## ACTIVITY
Filter the entries below, keeping every line that has the word "trace".

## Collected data
····················
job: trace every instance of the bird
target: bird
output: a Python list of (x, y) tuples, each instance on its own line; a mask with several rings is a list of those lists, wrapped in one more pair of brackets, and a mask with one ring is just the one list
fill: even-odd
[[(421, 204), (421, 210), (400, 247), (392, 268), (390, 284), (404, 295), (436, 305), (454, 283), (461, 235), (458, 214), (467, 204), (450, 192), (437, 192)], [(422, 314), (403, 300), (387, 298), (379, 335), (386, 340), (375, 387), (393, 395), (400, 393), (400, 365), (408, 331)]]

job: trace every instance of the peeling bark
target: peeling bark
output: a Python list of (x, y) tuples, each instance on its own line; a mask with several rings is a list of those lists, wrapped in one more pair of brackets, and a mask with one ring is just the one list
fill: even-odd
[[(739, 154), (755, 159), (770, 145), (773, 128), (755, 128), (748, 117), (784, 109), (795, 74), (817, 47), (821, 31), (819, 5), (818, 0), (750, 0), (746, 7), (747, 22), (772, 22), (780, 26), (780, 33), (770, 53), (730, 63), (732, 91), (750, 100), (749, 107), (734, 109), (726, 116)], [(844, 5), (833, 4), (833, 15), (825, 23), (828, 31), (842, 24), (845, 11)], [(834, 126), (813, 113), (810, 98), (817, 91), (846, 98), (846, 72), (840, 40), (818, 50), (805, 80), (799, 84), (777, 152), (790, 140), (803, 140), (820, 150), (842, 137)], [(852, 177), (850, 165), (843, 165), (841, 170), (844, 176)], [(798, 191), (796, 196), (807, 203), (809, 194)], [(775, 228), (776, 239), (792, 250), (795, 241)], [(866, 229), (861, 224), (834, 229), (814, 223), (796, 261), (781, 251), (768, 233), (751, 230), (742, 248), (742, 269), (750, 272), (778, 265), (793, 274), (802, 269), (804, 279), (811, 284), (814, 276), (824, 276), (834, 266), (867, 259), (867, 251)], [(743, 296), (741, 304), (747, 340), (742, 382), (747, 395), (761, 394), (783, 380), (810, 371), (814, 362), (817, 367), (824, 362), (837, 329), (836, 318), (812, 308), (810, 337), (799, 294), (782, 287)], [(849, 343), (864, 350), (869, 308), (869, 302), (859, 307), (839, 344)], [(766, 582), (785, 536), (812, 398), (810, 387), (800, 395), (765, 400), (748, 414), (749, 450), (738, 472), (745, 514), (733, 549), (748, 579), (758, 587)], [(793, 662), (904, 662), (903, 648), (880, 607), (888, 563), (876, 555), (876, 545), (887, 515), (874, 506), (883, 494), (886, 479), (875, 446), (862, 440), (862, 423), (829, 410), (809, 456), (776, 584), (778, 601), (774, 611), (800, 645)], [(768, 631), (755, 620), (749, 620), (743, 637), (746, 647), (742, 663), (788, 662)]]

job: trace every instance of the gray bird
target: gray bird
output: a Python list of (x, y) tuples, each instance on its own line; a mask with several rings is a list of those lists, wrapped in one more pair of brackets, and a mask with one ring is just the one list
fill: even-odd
····················
## EXERCISE ANSWER
job: trace every instance of the bird
job: trace every instance of the peeling bark
job: trace every instance of the gray bird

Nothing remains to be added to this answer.